* DIRECTIONS FOR THIS TASK *
Each line starting at the one that contains "Target: smiling mouth" and ending at the one that contains "Target: woman's arm" must be returned exactly, and the rest of the listing is left out.

┌─ DATASET RECORDS

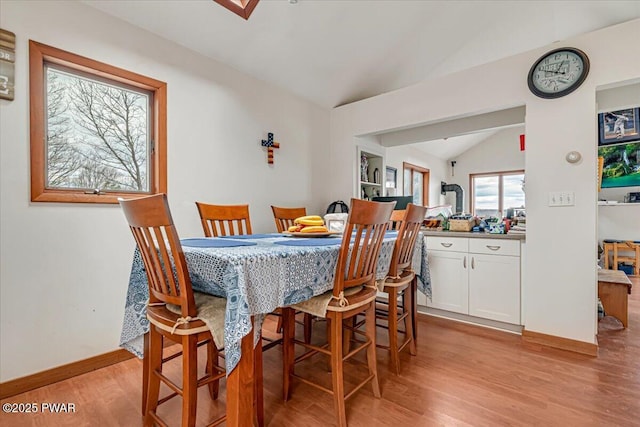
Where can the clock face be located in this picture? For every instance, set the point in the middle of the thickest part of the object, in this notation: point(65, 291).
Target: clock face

└─
┌─ DATASET RECORDS

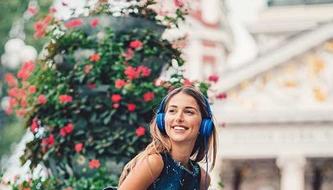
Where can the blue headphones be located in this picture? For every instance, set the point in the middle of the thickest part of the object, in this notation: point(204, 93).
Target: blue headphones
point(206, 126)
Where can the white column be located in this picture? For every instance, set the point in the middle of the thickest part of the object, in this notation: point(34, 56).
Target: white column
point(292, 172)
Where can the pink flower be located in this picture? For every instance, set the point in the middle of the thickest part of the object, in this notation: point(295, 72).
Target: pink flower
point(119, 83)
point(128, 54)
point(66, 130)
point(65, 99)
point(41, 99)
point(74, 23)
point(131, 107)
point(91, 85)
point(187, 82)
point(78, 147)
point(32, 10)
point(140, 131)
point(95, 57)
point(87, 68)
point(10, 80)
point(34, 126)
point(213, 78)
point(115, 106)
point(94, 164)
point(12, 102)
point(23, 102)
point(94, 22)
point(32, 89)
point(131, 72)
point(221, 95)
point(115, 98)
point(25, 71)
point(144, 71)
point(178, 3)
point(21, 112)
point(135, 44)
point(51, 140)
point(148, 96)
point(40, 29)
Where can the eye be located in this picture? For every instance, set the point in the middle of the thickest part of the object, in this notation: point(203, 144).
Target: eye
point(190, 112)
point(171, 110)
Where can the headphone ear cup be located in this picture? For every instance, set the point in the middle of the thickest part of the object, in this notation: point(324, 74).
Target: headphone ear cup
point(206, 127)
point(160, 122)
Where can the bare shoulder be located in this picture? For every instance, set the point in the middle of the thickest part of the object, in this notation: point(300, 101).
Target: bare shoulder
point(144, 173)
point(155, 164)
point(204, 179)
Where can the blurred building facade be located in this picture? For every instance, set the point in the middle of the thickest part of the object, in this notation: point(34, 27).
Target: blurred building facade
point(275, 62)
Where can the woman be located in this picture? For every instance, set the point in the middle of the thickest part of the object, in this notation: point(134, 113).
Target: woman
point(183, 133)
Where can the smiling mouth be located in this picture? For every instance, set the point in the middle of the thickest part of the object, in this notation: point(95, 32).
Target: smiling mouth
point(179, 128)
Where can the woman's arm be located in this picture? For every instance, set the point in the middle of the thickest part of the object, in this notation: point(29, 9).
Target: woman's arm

└─

* RESPONSE TO THE EXERCISE *
Target: smiling mouth
point(179, 128)
Where can the woman's arm be located in this picture? For every instance, set the point in the middle of the thickest part of the object, in this notation: point(29, 9).
Target: woman's arm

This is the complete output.